- _CONSIGNE 1_:
Recopiez à l'identique le passage du texte sur Dom Robert qui s'ouvre sur les mots contenant « De son vrai » et se ferme sur « croquis de chevaux. ».
- _CONSIGNE 2_:
D'après le texte sur Dom Robert, dans quelle commune se trouve l'abbaye d'En Calcat ?

- _TEXTE SOURCE_:
__________________________________________________
De son vrai nom Guy de Chaunac-Lanzac, Dom Robert a réussi à conjuguer sa vocation artistique et sa vocation religieuse à l’abbaye bénédictine d’En Calcat, à Dourgne dans le Tarn où il entre en 1930. Auparavant il a été dessinateur pour tissus chez un soyeux lyonnais après avoir été formé à l’école des arts décoratifs de Paris. Et durant son service militaire dans les Spahis au Maroc, il en profite pour pratiquer l’aquarelle et les croquis de chevaux.

Moine à l’abbaye d’En Calcat

Lorsqu’il découvre pour la première fois l’abbaye bénédictine d’En Calcat, il décide de venir s’enraciner dans cette  montagne noire, dernière « virgule » du Massif central, dotée d’une nature particulièrement riche due à ces deux types de climat, méditerranéen côté Est et océanique coté Ouest. Ces études de théologie et de philosophie l’éloigne un temps de ses pinceaux mais dès qu’il est ordonné prêtre, il se remet au dessin pour orner un évangéliaire pour lequel il utilise son goût pour les livres d’heures médiévaux et les miniatures persanes.
__________________________________________________
- _DONNÉES DISPONIBLES_:
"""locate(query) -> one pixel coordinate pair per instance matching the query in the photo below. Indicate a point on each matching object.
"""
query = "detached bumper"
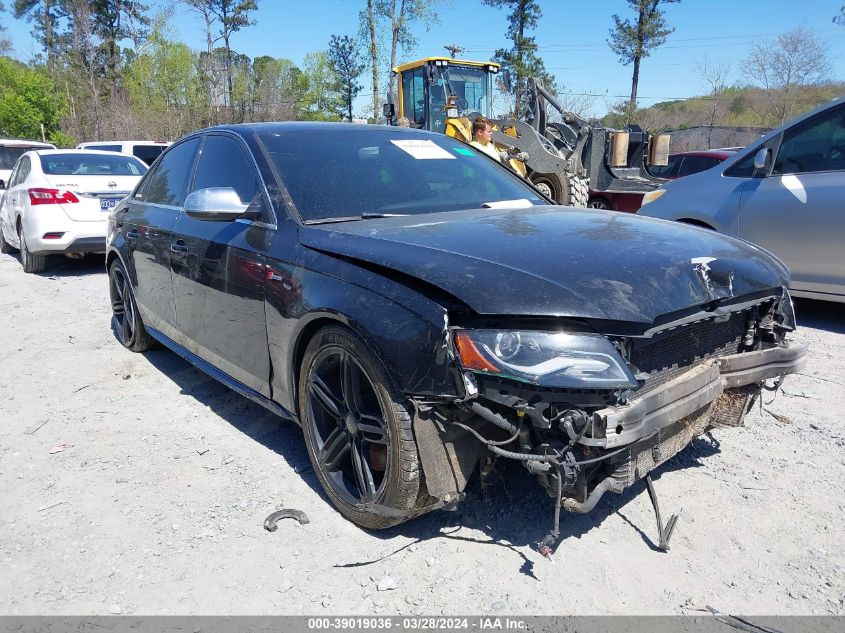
(690, 392)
__________________________________________________
- _RÉPONSE 1_:
De son vrai nom Guy de Chaunac-Lanzac, Dom Robert a réussi à conjuguer sa vocation artistique et sa vocation religieuse à l’abbaye bénédictine d’En Calcat, à Dourgne dans le Tarn où il entre en 1930. Auparavant il a été dessinateur pour tissus chez un soyeux lyonnais après avoir été formé à l’école des arts décoratifs de Paris. Et durant son service militaire dans les Spahis au Maroc, il en profite pour pratiquer l’aquarelle et les croquis de chevaux.

- _RÉPONSE 2_:
À Dourgne, dans le Tarn.